§ Dataset extract:
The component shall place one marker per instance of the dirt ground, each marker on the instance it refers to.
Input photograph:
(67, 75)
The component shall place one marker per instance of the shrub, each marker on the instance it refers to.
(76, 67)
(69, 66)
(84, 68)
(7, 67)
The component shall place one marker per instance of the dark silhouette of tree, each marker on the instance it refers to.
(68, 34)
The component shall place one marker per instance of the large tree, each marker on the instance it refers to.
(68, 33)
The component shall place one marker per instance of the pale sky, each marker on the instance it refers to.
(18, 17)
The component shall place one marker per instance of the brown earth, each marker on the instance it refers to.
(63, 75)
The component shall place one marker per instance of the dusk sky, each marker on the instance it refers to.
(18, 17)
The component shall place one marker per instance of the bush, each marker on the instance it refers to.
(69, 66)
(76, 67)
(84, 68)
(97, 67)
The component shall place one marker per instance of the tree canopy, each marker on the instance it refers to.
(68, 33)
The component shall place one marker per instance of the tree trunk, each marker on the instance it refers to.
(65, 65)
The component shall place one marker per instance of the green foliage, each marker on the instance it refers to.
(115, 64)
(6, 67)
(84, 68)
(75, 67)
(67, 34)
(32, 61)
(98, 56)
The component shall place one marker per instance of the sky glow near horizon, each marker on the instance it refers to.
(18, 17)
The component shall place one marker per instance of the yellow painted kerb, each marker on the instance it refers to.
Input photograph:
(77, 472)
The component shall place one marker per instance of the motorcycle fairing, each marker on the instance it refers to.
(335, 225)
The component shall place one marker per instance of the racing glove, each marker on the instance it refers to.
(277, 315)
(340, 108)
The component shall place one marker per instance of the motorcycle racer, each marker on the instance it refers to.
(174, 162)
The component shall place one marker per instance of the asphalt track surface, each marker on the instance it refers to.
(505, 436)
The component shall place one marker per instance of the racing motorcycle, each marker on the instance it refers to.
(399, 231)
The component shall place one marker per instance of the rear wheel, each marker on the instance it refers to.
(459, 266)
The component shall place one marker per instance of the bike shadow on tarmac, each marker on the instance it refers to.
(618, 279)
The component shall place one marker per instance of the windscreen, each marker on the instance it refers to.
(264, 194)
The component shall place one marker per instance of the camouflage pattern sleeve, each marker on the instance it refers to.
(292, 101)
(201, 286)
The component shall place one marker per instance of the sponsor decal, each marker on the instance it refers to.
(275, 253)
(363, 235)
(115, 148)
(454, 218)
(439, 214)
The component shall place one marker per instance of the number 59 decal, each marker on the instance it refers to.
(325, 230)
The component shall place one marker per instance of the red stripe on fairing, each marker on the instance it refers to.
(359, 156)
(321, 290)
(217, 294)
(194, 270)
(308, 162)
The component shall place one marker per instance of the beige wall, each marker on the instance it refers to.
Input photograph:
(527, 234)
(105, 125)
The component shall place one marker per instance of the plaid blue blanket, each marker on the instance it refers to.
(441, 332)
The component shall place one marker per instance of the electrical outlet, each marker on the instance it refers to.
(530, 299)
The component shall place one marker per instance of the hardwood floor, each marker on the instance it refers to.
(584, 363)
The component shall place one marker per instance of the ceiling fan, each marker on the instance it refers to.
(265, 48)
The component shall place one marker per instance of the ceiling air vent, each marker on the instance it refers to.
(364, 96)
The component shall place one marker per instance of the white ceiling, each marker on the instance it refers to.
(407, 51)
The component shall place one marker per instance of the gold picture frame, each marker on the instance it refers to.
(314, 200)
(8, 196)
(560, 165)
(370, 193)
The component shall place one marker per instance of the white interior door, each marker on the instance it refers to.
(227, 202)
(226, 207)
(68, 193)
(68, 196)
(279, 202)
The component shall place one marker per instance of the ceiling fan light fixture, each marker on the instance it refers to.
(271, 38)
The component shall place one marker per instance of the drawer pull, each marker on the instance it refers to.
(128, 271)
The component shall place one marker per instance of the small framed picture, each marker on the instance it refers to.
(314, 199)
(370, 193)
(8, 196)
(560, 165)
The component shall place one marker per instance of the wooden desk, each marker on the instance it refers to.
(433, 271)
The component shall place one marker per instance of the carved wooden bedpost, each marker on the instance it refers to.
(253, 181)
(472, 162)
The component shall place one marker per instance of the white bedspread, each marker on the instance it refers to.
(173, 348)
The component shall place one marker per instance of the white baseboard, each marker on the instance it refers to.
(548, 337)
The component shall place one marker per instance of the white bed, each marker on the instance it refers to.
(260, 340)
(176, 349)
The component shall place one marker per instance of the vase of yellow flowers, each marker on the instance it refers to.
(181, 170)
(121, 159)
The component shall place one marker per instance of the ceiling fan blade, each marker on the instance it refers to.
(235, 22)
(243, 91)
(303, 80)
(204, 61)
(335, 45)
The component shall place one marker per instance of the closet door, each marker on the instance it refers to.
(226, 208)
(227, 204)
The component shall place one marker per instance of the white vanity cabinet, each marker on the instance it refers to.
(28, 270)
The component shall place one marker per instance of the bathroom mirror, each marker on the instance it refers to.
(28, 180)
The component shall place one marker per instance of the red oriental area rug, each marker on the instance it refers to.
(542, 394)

§ The request:
Reproduce every record above word for word, leaving nothing out and changing nothing.

§ Answer for the task:
The component shall place one marker per instance of the dirt ground, each marker on the instance it refers to.
Input photograph:
(67, 75)
The component shall place one marker per instance of the shrub, each marker on the instance it refers to.
(76, 67)
(69, 66)
(84, 68)
(7, 67)
The component shall place one marker per instance of the dark silhouette of tree, each marker on the instance it refers to.
(68, 34)
The component shall place one marker per instance of the large tree, each marker on the instance it refers to.
(68, 33)
The component shall place one marker per instance of the pale sky, each marker on the instance it refers to.
(18, 17)
The component shall place one marker per instance of the brown earth, each marker on the instance it refers to.
(63, 75)
The component shall place one marker per instance of the dusk sky, each marker on the instance it refers to.
(18, 17)
The component shall place one marker per instance of the bush, each marker on the instance it refers to.
(69, 66)
(76, 67)
(84, 68)
(97, 67)
The component shall place one marker per instance of the tree canopy, each marker on the instance it refers to.
(68, 33)
The component shall place one marker per instance of the tree trunk, each marker on the instance it refers to.
(65, 65)
The component shall place one marker per instance of the green foliage, each marker on the instance it refers to.
(115, 64)
(6, 67)
(84, 68)
(75, 67)
(67, 34)
(32, 61)
(98, 56)
The component shall place one marker per instance of the sky glow near horizon, each marker on the instance it refers to.
(18, 17)
The component shall place one marker per instance of the yellow painted kerb, each marker on the instance it refers to.
Input photograph:
(77, 472)
The component shall place one marker per instance of the motorcycle fairing, each marker on the instance it refers to.
(335, 225)
The component shall place one marker per instance of the racing glove, each marker on the instance it refers to.
(277, 315)
(340, 108)
The component shall place one marker per instance of the motorcycle racer, each marker on the instance it refers to.
(174, 162)
The component shall place one marker per instance of the asphalt track surface, each marker on the instance it refers to.
(505, 436)
The component shall place one marker per instance of the racing motorcycle, each marker on the instance it refers to.
(399, 231)
The component shall place one marker per instance of the rear wheel, each marker on the instance it refers to.
(459, 266)
The component shall place one marker per instance of the bike shadow on tarmac, each marker on the instance it refers to.
(618, 279)
The component shall place one marker per instance of the windscreen, each marker on the instance it refers to.
(264, 194)
The component shall place one marker per instance of the camouflage pattern sleeve, each marker on the instance it refers to.
(292, 101)
(201, 286)
The component shall place one marker per instance of the sponsor decal, each marker on the instance it refers to.
(275, 253)
(363, 235)
(115, 148)
(454, 218)
(439, 214)
The component shall place one marker per instance of the number 59 decal, each marker on the instance it refers to.
(325, 230)
The component shall place one marker per instance of the red stripe on fairing, each marker on the instance it refers to.
(359, 156)
(321, 290)
(217, 294)
(194, 270)
(308, 162)
The component shall place one marker per instance of the beige wall, each marker on the instance it refers to.
Input photograph:
(527, 234)
(105, 125)
The component shall place one marker per instance of the plaid blue blanket, each marker on the instance it refers to.
(441, 332)
The component shall place one marker per instance of the electrical outlet, each marker on the instance it refers to.
(530, 299)
The component shall place one marker per instance of the hardwood floor, each marker on the instance it refers to.
(584, 363)
The component shall place one marker per instance of the ceiling fan, each marker on the instance it refers to.
(265, 48)
The component shall place one marker per instance of the ceiling air vent, each marker on the instance it refers to.
(364, 96)
The component shall place one marker per instance of the white ceiling, each marker on the instance it refers to.
(407, 51)
The component shall place one marker per instance of the gold picture frame, each marker on the instance it refers to.
(314, 200)
(8, 196)
(560, 165)
(370, 193)
The component shall place one marker per instance of the white interior door, each marker on the instance it refers to.
(227, 202)
(226, 207)
(68, 193)
(68, 196)
(279, 202)
The component shall place one marker per instance of the ceiling fan light fixture, each marker on the instance it refers to.
(271, 38)
The component shall place one marker per instance of the drawer pull, each marker on the instance it refers to.
(128, 271)
The component shall place one marker per instance of the small framed picture, each marker on the instance it refers to.
(314, 199)
(370, 193)
(8, 196)
(560, 165)
The component shall place one marker per instance of the wooden desk, each marker on the instance it refers to.
(433, 271)
The component shall place one marker per instance of the carved wooden bedpost, each marker on the instance it refers to.
(253, 181)
(472, 162)
The component shall place one marker per instance of the white bedspread, each marker on the instance it refers to.
(173, 348)
The component shall place one marker per instance of the white baseboard, each marker on the instance it refers to.
(548, 337)
The component shall place one marker per instance of the white bed, each marker on the instance it refers to.
(260, 340)
(176, 349)
The component shall place one marker per instance of the vase of yellow flowers, each marker on the instance it refers to.
(181, 170)
(121, 159)
The component shall place one marker per instance of the ceiling fan blade, each marker on the instance it refers to.
(235, 22)
(243, 91)
(303, 80)
(204, 61)
(335, 45)
The component shall place one marker per instance of the closet door, each marker on the instance it refers to.
(226, 208)
(227, 204)
The component shall place one marker per instance of the white vanity cabinet, each marker on the instance it refers to.
(28, 270)
The component shall place one marker per instance of the bathroom mirror, each marker on the instance it refers to.
(28, 180)
The component shall place one marker per instance of the red oriental area rug, each marker on the instance it refers to.
(542, 394)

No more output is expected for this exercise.